Entries supplied -

====

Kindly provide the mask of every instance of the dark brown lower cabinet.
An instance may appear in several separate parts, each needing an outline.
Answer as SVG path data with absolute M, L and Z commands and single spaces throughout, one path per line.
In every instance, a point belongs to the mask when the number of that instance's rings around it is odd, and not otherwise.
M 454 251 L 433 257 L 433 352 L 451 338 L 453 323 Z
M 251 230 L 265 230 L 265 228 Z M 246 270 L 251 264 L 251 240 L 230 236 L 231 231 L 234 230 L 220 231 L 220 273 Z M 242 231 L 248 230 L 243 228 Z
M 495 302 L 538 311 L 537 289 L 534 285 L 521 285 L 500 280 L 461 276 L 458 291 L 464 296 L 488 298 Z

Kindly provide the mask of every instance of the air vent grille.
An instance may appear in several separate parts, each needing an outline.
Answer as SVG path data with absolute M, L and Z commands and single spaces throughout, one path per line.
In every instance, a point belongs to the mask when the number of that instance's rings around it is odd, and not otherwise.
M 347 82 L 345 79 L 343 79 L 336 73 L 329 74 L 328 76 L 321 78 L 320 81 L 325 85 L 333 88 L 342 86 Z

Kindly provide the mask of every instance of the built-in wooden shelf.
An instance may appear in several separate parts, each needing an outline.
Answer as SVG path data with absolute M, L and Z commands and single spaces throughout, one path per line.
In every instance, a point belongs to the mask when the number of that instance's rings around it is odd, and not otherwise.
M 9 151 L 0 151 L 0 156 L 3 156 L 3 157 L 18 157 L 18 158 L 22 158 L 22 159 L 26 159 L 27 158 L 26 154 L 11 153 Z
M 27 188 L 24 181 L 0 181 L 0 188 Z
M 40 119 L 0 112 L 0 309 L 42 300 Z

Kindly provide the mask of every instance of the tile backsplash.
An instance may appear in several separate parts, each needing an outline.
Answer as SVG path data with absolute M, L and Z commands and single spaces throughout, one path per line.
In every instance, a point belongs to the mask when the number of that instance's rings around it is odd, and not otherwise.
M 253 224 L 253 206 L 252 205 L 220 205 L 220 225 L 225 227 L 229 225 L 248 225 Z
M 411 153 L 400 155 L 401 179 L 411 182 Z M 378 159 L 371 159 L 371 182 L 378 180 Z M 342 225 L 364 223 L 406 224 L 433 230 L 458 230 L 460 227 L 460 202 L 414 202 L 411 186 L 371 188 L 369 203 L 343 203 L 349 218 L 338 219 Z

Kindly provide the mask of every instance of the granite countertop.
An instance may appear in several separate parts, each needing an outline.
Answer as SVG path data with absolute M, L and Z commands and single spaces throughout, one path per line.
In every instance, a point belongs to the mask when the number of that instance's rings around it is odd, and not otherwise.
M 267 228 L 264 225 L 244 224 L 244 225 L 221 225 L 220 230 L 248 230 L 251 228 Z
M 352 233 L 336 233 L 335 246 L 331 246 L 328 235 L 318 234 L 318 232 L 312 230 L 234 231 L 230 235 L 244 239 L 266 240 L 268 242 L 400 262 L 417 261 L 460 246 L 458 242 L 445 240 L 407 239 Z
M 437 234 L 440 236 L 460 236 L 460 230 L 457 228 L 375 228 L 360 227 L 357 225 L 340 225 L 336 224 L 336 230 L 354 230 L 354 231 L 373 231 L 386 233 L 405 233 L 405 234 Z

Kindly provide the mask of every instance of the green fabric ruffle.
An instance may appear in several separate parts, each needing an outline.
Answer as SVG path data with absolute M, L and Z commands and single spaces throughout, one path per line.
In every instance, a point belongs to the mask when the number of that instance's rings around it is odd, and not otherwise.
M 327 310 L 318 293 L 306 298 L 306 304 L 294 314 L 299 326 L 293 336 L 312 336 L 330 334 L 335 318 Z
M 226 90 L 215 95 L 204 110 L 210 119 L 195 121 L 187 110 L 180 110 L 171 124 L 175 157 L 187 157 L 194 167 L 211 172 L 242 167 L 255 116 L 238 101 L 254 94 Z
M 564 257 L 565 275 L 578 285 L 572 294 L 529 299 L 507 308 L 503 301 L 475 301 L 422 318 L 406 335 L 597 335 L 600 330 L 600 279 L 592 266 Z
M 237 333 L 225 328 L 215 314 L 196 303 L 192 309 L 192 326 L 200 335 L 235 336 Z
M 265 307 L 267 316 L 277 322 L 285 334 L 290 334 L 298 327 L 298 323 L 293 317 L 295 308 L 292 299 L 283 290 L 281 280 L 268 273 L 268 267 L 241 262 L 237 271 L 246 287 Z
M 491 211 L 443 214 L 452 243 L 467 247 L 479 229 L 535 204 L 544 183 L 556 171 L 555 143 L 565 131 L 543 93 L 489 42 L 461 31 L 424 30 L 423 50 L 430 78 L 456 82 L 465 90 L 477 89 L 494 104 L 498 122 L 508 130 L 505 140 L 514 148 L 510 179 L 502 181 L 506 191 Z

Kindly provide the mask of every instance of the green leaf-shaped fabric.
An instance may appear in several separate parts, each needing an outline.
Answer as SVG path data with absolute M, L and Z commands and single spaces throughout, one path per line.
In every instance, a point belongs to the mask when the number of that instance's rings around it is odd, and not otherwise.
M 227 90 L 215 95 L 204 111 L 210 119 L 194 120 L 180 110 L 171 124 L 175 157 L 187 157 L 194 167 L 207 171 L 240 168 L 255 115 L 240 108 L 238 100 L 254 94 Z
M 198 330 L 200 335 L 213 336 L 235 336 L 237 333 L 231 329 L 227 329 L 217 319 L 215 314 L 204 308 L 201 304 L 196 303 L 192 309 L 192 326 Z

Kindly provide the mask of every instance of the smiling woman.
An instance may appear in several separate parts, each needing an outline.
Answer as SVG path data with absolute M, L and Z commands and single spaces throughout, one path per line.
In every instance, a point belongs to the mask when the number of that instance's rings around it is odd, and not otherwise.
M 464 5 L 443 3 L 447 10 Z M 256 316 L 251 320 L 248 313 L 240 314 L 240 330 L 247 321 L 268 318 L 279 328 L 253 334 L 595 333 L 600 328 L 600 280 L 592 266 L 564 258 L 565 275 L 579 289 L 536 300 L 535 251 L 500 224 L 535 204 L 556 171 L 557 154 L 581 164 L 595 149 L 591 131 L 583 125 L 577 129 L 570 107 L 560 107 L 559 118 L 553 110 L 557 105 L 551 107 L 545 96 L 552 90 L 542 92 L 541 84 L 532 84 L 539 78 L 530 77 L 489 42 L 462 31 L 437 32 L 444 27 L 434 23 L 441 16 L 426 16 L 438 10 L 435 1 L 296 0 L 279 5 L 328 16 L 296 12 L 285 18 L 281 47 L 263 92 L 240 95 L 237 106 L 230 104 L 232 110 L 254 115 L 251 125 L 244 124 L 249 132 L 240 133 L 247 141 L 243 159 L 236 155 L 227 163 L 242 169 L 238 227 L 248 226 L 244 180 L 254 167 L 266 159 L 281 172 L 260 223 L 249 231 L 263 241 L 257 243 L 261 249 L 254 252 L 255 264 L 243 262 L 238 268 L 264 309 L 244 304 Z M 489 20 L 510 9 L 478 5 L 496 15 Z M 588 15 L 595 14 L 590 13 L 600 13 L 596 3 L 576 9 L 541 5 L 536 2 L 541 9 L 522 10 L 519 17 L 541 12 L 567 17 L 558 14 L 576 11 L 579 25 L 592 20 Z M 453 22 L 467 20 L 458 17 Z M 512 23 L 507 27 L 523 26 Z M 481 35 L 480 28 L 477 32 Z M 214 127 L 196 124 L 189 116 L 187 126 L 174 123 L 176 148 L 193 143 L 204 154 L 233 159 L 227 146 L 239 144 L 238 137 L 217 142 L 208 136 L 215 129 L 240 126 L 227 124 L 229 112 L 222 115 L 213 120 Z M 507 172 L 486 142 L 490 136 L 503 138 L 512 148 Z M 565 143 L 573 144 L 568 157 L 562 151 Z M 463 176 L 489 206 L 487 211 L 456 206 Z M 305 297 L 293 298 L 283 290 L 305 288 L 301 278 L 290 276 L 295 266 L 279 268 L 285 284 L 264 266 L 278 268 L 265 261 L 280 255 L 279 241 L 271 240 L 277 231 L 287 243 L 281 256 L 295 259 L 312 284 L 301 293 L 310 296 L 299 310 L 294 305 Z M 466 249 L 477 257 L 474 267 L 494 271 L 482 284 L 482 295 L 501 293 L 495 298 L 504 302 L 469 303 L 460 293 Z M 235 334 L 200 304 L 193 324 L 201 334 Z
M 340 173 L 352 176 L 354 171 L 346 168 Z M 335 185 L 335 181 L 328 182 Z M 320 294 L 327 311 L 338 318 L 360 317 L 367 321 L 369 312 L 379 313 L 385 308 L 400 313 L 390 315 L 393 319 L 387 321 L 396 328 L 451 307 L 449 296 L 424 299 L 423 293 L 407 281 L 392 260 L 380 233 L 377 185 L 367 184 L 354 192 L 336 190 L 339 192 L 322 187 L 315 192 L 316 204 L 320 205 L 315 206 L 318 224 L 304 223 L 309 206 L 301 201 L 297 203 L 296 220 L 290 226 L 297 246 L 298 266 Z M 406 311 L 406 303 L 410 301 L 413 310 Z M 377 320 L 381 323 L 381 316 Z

====

Task objective - Your answer should be a single number: the count of lines in the material above that contain "Kindly".

Problem solution - 8